MATERIAL FOR THIS EXERCISE:
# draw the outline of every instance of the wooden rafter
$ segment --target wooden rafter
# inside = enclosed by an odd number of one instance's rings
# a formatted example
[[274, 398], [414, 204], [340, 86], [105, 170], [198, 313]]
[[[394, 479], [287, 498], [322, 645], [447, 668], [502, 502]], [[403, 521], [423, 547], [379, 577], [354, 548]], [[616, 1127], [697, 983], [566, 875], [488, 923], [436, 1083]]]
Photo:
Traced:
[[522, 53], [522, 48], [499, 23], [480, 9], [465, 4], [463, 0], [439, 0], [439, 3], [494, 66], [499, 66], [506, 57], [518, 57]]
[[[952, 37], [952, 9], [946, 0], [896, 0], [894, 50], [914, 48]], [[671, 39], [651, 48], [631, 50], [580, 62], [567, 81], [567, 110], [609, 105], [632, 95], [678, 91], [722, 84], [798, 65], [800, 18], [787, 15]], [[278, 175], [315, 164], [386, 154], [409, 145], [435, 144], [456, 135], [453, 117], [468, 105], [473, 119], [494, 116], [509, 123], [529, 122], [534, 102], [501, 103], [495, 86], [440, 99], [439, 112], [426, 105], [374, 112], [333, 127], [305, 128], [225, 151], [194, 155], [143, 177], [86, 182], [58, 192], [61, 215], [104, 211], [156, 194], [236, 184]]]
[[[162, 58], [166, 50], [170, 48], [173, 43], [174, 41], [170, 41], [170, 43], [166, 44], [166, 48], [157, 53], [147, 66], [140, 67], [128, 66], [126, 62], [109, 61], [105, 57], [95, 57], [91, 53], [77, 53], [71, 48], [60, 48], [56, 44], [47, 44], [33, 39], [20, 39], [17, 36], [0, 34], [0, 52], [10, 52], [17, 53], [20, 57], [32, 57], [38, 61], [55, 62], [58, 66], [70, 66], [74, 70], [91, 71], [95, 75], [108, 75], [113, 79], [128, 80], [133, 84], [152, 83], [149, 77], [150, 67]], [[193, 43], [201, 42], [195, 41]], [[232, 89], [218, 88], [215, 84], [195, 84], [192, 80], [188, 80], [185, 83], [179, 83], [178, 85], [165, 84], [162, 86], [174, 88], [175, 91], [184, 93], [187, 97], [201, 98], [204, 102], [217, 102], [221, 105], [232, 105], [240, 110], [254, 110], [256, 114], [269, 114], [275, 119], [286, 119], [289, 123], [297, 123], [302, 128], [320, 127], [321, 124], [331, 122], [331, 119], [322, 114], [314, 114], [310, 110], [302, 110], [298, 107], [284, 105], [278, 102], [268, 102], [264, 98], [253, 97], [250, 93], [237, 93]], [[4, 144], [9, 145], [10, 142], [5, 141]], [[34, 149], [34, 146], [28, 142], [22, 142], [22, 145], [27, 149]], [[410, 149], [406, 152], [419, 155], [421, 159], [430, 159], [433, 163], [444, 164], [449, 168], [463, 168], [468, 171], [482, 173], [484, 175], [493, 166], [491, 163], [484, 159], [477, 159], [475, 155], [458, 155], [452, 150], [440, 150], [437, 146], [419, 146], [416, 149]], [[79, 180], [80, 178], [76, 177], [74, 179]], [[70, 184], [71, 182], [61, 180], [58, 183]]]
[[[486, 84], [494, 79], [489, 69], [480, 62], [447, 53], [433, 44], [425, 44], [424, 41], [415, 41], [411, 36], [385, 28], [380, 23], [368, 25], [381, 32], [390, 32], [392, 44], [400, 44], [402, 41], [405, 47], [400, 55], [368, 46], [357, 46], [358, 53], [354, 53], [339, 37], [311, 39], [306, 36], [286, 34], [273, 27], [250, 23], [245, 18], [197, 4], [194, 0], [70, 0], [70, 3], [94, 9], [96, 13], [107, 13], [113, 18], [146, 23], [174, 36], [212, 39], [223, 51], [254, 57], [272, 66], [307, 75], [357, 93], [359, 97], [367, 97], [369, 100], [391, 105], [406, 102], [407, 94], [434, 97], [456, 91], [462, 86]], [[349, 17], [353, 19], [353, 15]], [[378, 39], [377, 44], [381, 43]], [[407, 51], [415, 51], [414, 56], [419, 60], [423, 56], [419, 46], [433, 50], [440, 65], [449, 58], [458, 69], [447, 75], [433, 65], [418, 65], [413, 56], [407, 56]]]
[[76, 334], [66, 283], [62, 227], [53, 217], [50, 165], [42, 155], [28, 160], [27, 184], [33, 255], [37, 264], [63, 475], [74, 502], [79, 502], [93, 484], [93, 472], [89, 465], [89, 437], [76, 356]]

PROBLEM DESCRIPTION: Please reproduce the records above with "wooden rafter" renamed to "timber beam" throughout, keeping every other line unchanged.

COMPLETE ANSWER:
# draw the outline of every instance of the timber beam
$ segment --target timber beam
# inside = enclosed by an odd number of one instance's rings
# a formatted example
[[274, 398], [414, 204], [340, 86], [105, 170], [198, 313]]
[[[394, 479], [287, 498], [322, 645], [447, 668], [502, 502]], [[403, 521], [423, 547], [379, 577], [354, 548]], [[616, 1127], [697, 983], [566, 875], [488, 923], [436, 1083]]]
Photo:
Traced:
[[522, 53], [522, 48], [499, 23], [480, 9], [465, 4], [463, 0], [439, 0], [439, 3], [494, 66], [499, 66], [506, 57], [518, 57]]
[[[952, 37], [952, 9], [946, 0], [896, 0], [894, 50], [914, 48]], [[671, 39], [651, 48], [631, 50], [580, 62], [567, 81], [567, 110], [609, 105], [632, 95], [678, 91], [722, 84], [798, 65], [800, 18], [787, 15]], [[278, 175], [315, 164], [386, 154], [409, 145], [435, 144], [456, 135], [453, 117], [468, 105], [473, 119], [494, 116], [509, 123], [529, 122], [534, 102], [501, 103], [495, 86], [440, 99], [439, 112], [426, 105], [374, 112], [333, 127], [305, 128], [225, 151], [194, 155], [143, 177], [86, 182], [58, 192], [61, 215], [104, 211], [156, 194], [236, 184]]]
[[[162, 58], [166, 50], [170, 48], [173, 43], [174, 41], [170, 41], [170, 43], [166, 44], [166, 48], [157, 53], [147, 66], [140, 67], [128, 66], [126, 62], [109, 61], [105, 57], [95, 57], [91, 53], [77, 53], [71, 48], [60, 48], [56, 44], [47, 44], [33, 39], [20, 39], [17, 36], [0, 34], [0, 52], [10, 52], [17, 53], [20, 57], [32, 57], [38, 61], [55, 62], [58, 66], [70, 66], [74, 70], [91, 71], [95, 75], [108, 75], [113, 79], [128, 80], [133, 84], [152, 83], [149, 77], [150, 67]], [[193, 43], [201, 42], [195, 41]], [[232, 89], [218, 88], [215, 84], [195, 84], [192, 80], [188, 80], [185, 83], [179, 83], [178, 85], [165, 84], [162, 86], [174, 88], [175, 91], [184, 93], [187, 97], [201, 98], [204, 102], [217, 102], [221, 105], [232, 105], [240, 110], [254, 110], [256, 114], [269, 114], [275, 119], [286, 119], [289, 123], [297, 123], [302, 128], [320, 127], [321, 124], [331, 122], [331, 119], [322, 114], [314, 114], [310, 110], [302, 110], [298, 107], [284, 105], [278, 102], [268, 102], [264, 98], [253, 97], [250, 93], [237, 93]], [[4, 144], [9, 145], [10, 142], [5, 141]], [[34, 149], [34, 146], [28, 142], [22, 142], [22, 145], [27, 149]], [[410, 149], [406, 152], [419, 155], [421, 159], [430, 159], [433, 163], [444, 164], [449, 168], [463, 168], [468, 171], [482, 173], [484, 175], [493, 166], [491, 163], [484, 159], [477, 159], [475, 155], [458, 155], [452, 150], [440, 150], [437, 146], [419, 146], [416, 149]], [[79, 180], [80, 178], [76, 177], [74, 179]], [[70, 184], [71, 182], [61, 180], [58, 183]]]
[[[486, 84], [494, 79], [489, 69], [480, 62], [447, 53], [433, 44], [425, 44], [424, 41], [415, 41], [411, 36], [385, 28], [380, 23], [368, 25], [381, 32], [390, 32], [392, 44], [400, 44], [402, 41], [405, 47], [400, 55], [368, 46], [357, 46], [358, 53], [354, 53], [339, 37], [311, 39], [306, 36], [286, 34], [273, 27], [250, 23], [245, 18], [197, 4], [194, 0], [70, 0], [70, 3], [94, 9], [96, 13], [107, 13], [113, 18], [146, 23], [174, 36], [212, 39], [223, 51], [254, 57], [272, 66], [307, 75], [357, 93], [359, 97], [367, 97], [369, 100], [391, 105], [406, 102], [407, 94], [434, 97], [456, 91], [462, 86]], [[349, 17], [353, 19], [353, 15]], [[378, 39], [377, 44], [381, 43]], [[407, 51], [415, 51], [414, 56], [419, 60], [423, 56], [419, 46], [433, 50], [440, 65], [449, 58], [458, 69], [447, 75], [433, 65], [418, 65], [413, 56], [407, 56]]]
[[76, 334], [66, 283], [62, 227], [53, 217], [50, 165], [42, 155], [28, 160], [27, 184], [33, 255], [37, 264], [63, 475], [74, 502], [79, 502], [93, 484], [93, 472], [89, 465], [89, 437], [76, 356]]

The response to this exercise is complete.